EXERCISE PROMPT | Set down exactly the lines below between the line holding "Annotation task — tag each instance of the stone" and the line holding "Annotation task — tag each instance of the mayan", inclusive; no other line belongs in the answer.

INPUT MATERIAL |
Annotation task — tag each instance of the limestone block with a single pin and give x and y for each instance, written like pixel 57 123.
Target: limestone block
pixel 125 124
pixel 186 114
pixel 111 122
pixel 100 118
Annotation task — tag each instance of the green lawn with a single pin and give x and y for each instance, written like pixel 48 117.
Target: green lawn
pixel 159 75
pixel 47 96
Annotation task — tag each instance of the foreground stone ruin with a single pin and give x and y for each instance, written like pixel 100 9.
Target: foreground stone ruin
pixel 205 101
--
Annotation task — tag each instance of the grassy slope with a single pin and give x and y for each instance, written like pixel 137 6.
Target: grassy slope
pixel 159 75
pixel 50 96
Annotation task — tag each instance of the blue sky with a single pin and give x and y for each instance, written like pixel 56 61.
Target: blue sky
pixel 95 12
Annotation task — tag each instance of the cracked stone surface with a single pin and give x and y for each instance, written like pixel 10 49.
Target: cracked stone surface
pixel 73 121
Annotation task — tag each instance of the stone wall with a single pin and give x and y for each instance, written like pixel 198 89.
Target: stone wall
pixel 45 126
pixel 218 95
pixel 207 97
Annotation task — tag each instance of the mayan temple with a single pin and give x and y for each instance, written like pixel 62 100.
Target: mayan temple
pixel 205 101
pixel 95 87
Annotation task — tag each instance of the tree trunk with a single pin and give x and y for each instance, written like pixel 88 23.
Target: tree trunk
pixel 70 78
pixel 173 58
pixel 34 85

WRITTEN RESPONSE |
Annotation task — tag each instance of the stone wall with a single pin and give x and y for each instance, written like pixel 198 89.
Target: stone wall
pixel 45 126
pixel 218 95
pixel 207 97
Annotation task — tag each instance of the mayan temple with a single pin and give x and y for each instance, written like pixel 62 100.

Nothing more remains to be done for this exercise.